Text extract:
* * *

The outstanding of the respondent is Rs. 8,55,685.09
and the appellant had filed an application under Order XL Rule 1 of the Code of
Civil Procedure for appointment of a receiver to take over the possession of
the vehicle before the Trial Court and the appellant pressed that application
at the time of issuing of summons. The respondent was alleged to be a chronic
defaulter, who has defaulted in the payment of the EMIs to the appellant bank
and it was p[rayed that if the ex parte order appointing the receiver is not
passed, it would be very difficult for the appellant to recover the vehicle
from the respondent. It was further prayed that after the receipt of the
summons, the respondent was likely to remove the vehicle from his
residence/office to make it difficult, if not impossible to trace the vehicle.
It is further submitted that the delay in appointment of the receiver would
also result in depreciation of the value of the vehicle. It was further
contended that the delay in appointing the receiver has caused prejudice to the
appellant, who became entitled to take over the vehicle in terms of the
agreement at the time of recalling the loan. No reasons whatsoever was given by
ld trial court for declining the appellant's prayer for appointment of an ex
parte Receiver.
GUIDELINES
FOR RETRIEVAL OF VEHICLES
The Delhi High Court on careful consideration of
the matter has held that the appellant had made out a case for ex parte
appointment of a Receiver. The appeal was accordingly allowed and
representative of the appellant bank was appointed as Receiver to take the
possession of Ritz Car. The directions to the Receiver by the hon’ble Delhi
High Court in a matter captioned as M/S ICICI BANK LIMITED versus NAVEEN KALKAL (supra) in sync with
earlier judicial precedents are as under:-
(i)
The Receiver was directed to take over
the possession of the vehicle from the respondent at the address(es) given in
the loan application.
(ii)
If the vehicle was not available at
the said address(es), the receiver shall be at liberty to recover the vehicle
wherever found. However, the receiver shall not stop a running vehicle on the
road to forcibly take out the driver to take the possession of the vehicle.

* * *

Exercise tasks:
1 > According to the text on vehicle retrieval, who did the Delhi High Court appoint as Receiver to take possession of the Ritz car?
2 > Continue the text on vehicle retrieval from where it stops.

Records supplied:
* * *

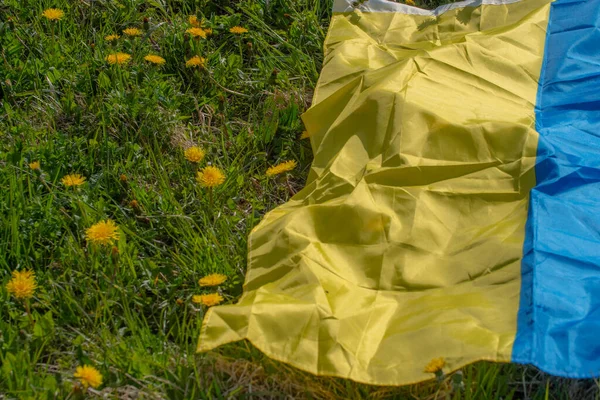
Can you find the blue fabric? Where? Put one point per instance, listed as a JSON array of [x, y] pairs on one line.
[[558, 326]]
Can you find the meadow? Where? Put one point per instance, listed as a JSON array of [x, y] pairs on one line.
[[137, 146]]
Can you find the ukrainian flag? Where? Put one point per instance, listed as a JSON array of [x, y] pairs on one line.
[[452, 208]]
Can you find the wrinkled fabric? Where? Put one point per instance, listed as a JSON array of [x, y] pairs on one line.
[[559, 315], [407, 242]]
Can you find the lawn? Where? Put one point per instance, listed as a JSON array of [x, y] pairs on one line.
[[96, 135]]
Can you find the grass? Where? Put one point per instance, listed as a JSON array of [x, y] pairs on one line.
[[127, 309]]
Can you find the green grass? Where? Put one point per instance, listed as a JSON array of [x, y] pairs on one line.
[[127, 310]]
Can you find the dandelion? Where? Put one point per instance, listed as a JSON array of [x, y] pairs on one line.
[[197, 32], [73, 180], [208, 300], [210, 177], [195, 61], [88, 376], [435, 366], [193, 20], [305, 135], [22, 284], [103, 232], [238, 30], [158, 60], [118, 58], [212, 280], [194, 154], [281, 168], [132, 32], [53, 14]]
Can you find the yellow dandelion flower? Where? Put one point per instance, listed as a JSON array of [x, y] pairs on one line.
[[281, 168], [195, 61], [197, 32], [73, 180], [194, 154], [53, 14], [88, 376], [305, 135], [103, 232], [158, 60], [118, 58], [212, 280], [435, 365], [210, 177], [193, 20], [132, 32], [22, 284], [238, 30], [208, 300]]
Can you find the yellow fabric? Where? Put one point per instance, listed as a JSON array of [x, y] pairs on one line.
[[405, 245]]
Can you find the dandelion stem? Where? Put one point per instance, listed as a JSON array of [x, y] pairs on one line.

* * *

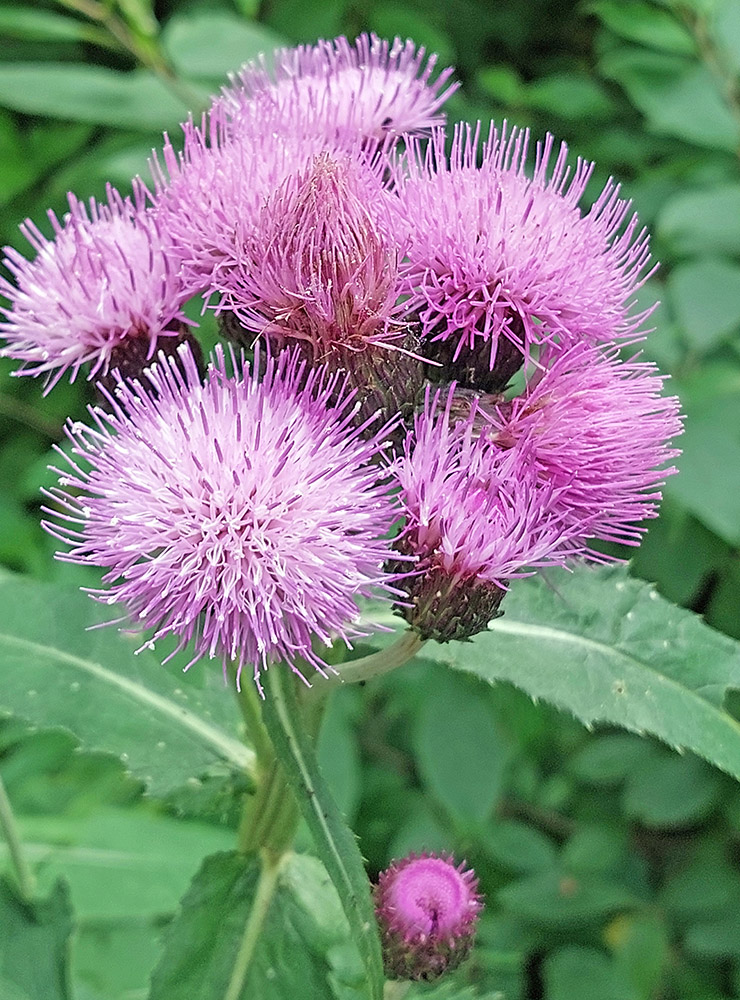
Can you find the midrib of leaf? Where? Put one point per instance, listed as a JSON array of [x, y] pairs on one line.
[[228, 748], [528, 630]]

* * *

Results in order:
1 > A representative of the appellant bank.

2 >
(iii)
The Receiver shall also not make any
attempt to block the passage of a car to bring it to a halt to take its
possession. The receiver shall avoid taking the possession of the vehicle if
the vehicle is occupied by a woman who is not accompanied by a male member or
an elderly, infirm or physically/mentally challenged person. In such cases, the
receiver shall take the possession of the vehicle from the borrower's
residence.
(iv)
The Receiver shall be at liberty to
take the assistance of the local police, if required, for taking over
possession of the vehicle. The concerned SHO shall provide assistance to the
receiver as and when requested.
(v)
The receiver shall also ensure that
the repossession of the vehicle does not result any breach of the peace. In the
event of any breach of peace by the person occupying the vehicle, the receiver
shall not proceed without assistance of police.
(vi)
At the time of taking the custody of the
vehicle, the receiver shall take the photographs of the vehicle from different
angles along with the person(s) occupying the vehicle as well as the place of
taking over the possession.
(vii)
The Receiver shall prepare an inventory of the
articles/accessories found in the vehicle and shall furnish the copy of the
inventory to the person from whom the possession is taken.
(viii)
After taking the vehicle in
possession, the receiver shall keep the vehicle in safe custody.
(ix)
If the respondent makes payment of the
outstanding installments as on date of possession, the Receiver shall release
the vehicle in question to the respondent on superdari subject to an undertaking by the respondent to the Receiver
for regular repayment of future monthly installments till the expiry of the
tenure and a declaration not to part with the vehicle or create third party
interest in the vehicle until the entire amount is paid.
(x)
If the respondent is not in a position
to clear the entire outstanding installments, the Receiver shall give him
another opportunity to pay the outstanding installments within 30 days of
taking over the possession of the vehicle and in case the respondent makes the
payment the outstanding installments within the said period, the Receiver shall
release the vehicle to the respondent subject to an undertaking as
aforementioned.
(xi)
If the respondent does not make the
payment of the outstanding amount to the appellant bank within 60 days, the Receiver,
with the prior permission of the Trial Court, would be authorised to sell the
vehicle in question in a public auction with prior written notice (to be sent
by Speed Post AD) of the date of auction to the respondent at the address(es)
mentioned in the loan agreement or the address from where the vehicle is taken
into possession so that the respondent may also be able to participate in the
auction to enable the appellant to fetch maximum amount from the sale of the
vehicle.
(xii)
Whenever such an application for
permission to auction the vehicle is made, the Trial Court shall adjudicate the
same within 30 days of filing of the application. The Receiver shall carry out
video recording of the auction proceedings and shall submit the same before the
Trial Court along with his final report.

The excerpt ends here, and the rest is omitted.